:: BLOK TEKS ::
○ ○ ○
Sementara itu, Ketua Umum Tim Penanggung Jawab Panitia SNPMB 2025, Eduart Wolok, menyatakan kesempatan ini hanya diberikan bagi sekolah yang telah melengkapi data isian siswa eligible, seperti melengkapi nilai siswa dalam 5 semester, namun belum melakukan finalisasi. Sehingga, peserta yang belum melengkapi data tidak difasilitasi karena menghargai sekolah yang telah tertib dan disiplin.
Bagi sekolah yang memenuhi kriteria, panitia akan membantu finalisasi dengan mengajukan dokumen pernyataan surat kuasa kepada Panitia SNPMB yang isinya meliputi Identitas Sekolah (Nama Kepala Sekolah, NIP, Jabatan, NPSN, Nama Sekolah, Alamat, Kota/Kab).
“Bagi sekolah yang tidak memenuhi kriteria, Panitia SNPMB tidak dapat mengakomodasi finalisasi pengisian PDSS dengan mempertimbangkan faktor akuntabilitas, keberadilan, dan audit sistem, serta menghargai sekolah yang telah tertib dan berdisiplin dalam pengisian PDSS,” kata Eduart.
Jangan Abaikan Hak Anak
Keputusan Kemdikdasmen untuk memperpanjang pengisian finalisasi PDSS memang patut diapresiasi. Hal itu dapat memastikan kesempatan bagi siswa yang pantas mengikuti SNBP bisa melakoni haknya untuk mencoba menembus perguruan tinggi jalur prestasi. Namun, ini perlu menjadi evaluasi bagi otoritas pendidikan dan sekolah agar menjaga hak pendidikan tinggi yang terbuka bagi seluruh siswa.
Pendidikan bukan cuma pengajaran di kelas, tetapi juga memastikan setiap siswa mendapat aksesibilitas yang sama. Keteledoran mengelola data sekolah bukan sekadar kesalahan teknis, melainkan bentuk pengabaian terhadap hak peserta didik. Kemdiktisaintek dan Kemdikdasmen seharusnya lebih proaktif dalam mengawal proses SNPMB. Jika memang banyak sekolah lalai, ini menjadi indikasi bahwa sistem pengawasan dan pendampingan dari otoritas terkait masih lemah.
○ ○ ○
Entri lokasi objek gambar
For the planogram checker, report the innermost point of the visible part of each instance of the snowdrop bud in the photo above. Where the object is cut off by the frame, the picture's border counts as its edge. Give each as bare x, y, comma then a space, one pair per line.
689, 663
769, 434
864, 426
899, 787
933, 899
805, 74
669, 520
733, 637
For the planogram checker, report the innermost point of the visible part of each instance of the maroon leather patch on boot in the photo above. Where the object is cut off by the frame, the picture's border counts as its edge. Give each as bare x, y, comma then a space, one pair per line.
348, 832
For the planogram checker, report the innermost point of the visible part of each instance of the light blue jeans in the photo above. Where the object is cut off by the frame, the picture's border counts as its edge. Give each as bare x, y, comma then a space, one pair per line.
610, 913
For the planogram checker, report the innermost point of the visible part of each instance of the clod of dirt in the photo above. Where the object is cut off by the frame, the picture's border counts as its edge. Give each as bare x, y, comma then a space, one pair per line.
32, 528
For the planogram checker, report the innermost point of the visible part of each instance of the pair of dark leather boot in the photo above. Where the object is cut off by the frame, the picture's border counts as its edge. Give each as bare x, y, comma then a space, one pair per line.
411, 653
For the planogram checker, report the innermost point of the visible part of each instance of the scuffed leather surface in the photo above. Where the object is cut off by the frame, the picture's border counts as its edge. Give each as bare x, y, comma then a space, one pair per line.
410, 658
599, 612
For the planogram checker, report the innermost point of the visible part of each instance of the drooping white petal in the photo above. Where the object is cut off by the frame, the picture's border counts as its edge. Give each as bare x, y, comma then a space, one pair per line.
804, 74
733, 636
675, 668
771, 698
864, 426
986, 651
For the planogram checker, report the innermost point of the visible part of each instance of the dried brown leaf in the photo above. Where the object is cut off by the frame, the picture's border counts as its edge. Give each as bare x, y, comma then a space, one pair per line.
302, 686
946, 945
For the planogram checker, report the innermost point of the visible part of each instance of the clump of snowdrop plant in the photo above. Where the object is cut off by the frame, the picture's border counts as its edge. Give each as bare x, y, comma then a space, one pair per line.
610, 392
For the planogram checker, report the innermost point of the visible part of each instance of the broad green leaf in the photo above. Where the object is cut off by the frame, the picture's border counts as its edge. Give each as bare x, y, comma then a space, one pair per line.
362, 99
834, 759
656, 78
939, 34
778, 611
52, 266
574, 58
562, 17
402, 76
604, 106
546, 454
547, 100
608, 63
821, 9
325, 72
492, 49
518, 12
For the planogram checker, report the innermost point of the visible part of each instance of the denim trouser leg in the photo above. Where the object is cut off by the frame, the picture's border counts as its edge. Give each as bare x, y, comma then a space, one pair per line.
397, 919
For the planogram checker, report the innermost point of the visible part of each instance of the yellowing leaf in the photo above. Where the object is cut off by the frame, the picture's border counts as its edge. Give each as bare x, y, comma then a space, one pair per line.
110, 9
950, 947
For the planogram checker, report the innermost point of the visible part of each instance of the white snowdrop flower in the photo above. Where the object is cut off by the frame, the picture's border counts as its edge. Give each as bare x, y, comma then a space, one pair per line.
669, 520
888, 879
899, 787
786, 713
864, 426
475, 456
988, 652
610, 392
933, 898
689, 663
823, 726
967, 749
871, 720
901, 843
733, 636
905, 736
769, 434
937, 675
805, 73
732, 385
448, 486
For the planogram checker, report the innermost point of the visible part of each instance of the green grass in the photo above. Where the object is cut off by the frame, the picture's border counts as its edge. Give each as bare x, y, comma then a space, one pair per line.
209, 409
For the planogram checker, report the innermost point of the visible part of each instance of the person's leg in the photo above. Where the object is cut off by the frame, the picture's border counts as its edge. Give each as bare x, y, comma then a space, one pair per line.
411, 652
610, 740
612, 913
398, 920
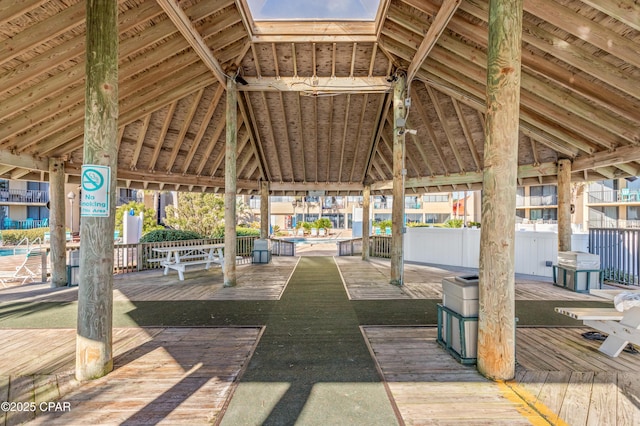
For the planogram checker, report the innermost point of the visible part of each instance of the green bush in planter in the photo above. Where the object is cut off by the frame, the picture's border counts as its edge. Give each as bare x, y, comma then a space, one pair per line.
169, 235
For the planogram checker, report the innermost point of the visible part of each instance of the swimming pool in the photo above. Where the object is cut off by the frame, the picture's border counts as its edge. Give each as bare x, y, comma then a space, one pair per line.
9, 252
299, 240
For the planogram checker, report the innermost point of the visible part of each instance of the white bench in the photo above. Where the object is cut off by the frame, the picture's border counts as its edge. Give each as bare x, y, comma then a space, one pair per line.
622, 327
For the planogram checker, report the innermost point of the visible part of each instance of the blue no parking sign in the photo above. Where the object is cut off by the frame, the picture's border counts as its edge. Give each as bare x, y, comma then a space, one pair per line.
95, 181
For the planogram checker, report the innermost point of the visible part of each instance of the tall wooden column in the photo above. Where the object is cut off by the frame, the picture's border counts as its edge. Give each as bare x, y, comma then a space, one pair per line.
95, 294
58, 241
264, 209
564, 205
397, 211
496, 318
366, 225
230, 184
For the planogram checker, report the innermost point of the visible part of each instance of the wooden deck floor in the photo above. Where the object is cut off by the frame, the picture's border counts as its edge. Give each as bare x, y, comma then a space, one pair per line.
180, 375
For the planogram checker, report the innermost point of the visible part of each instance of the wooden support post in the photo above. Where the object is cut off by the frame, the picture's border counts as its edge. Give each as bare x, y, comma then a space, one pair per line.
94, 357
397, 211
264, 209
57, 235
230, 183
564, 205
366, 225
496, 318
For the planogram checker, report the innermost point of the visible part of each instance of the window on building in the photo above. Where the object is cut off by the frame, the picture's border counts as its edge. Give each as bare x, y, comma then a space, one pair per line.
544, 214
543, 195
436, 198
520, 197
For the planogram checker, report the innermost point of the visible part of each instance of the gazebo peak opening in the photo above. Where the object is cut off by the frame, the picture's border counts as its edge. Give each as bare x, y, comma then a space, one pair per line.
311, 10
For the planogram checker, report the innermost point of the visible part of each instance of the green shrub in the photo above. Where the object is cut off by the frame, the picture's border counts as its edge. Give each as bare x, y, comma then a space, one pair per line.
169, 235
453, 223
12, 237
240, 232
382, 224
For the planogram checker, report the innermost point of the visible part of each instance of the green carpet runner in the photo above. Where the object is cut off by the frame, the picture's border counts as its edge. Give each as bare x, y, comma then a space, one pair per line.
312, 365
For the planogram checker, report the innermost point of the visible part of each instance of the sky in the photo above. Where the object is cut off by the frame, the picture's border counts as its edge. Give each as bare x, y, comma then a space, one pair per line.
314, 9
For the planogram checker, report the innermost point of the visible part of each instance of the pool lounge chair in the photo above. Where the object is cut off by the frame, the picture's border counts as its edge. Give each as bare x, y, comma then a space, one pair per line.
29, 270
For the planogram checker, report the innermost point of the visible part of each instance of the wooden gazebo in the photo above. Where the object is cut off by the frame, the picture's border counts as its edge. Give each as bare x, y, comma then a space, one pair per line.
209, 99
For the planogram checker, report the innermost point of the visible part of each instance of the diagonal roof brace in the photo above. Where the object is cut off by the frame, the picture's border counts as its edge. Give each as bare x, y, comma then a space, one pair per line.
195, 40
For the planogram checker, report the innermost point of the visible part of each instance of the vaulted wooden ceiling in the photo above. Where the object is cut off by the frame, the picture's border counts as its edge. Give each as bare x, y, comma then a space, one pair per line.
316, 111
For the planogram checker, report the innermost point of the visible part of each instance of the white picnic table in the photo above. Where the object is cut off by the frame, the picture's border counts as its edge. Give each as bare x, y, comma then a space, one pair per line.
622, 325
179, 257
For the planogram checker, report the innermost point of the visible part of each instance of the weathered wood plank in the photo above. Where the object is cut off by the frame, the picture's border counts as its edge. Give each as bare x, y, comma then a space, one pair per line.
496, 326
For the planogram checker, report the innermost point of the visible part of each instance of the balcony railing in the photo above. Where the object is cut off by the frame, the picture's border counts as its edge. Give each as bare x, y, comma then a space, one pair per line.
614, 223
537, 201
624, 195
23, 196
28, 223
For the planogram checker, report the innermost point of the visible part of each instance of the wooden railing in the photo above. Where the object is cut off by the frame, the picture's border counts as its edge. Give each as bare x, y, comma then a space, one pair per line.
350, 247
135, 257
283, 247
379, 246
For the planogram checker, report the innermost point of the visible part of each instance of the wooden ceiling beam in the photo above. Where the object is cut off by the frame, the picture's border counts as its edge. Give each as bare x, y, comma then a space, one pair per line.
301, 132
320, 186
131, 108
432, 135
540, 96
195, 103
163, 134
447, 131
620, 155
287, 139
467, 135
23, 160
204, 125
42, 32
586, 29
626, 11
567, 78
142, 133
272, 141
560, 49
167, 179
525, 171
383, 107
195, 40
344, 136
358, 136
317, 85
246, 110
440, 22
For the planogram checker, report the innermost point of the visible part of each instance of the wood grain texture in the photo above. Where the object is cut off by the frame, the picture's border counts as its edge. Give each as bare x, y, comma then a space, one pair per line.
230, 182
496, 323
94, 356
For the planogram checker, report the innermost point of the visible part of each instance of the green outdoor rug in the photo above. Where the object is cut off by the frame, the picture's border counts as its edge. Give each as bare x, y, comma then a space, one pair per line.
312, 365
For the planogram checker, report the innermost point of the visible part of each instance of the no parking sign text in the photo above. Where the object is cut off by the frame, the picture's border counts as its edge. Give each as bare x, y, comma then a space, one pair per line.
96, 181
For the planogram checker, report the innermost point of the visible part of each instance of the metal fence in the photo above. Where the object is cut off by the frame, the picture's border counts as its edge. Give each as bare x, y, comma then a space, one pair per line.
619, 253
○ ○ ○
:: TUGAS YANG DIKERJAKAN ::
a. Tuliskan kembali bagian teks tentang finalisasi PDSS dari "Sementara itu, Ketua" sampai "Sekolah, Alamat, Kota/Kab).".
b. Dalam teks tentang finalisasi PDSS, apa saja rincian Identitas Sekolah yang dimuat dalam dokumen pernyataan surat kuasa? Sebutkan semuanya.
Baris-baris ini diambil dari sumber lain.

:: HASIL LATIHAN ::
a.
Sementara itu, Ketua Umum Tim Penanggung Jawab Panitia SNPMB 2025, Eduart Wolok, menyatakan kesempatan ini hanya diberikan bagi sekolah yang telah melengkapi data isian siswa eligible, seperti melengkapi nilai siswa dalam 5 semester, namun belum melakukan finalisasi. Sehingga, peserta yang belum melengkapi data tidak difasilitasi karena menghargai sekolah yang telah tertib dan disiplin.
Bagi sekolah yang memenuhi kriteria, panitia akan membantu finalisasi dengan mengajukan dokumen pernyataan surat kuasa kepada Panitia SNPMB yang isinya meliputi Identitas Sekolah (Nama Kepala Sekolah, NIP, Jabatan, NPSN, Nama Sekolah, Alamat, Kota/Kab).

b.
- Nama Kepala Sekolah
- NIP
- Jabatan
- NPSN
- Nama Sekolah
- Alamat
- Kota/Kab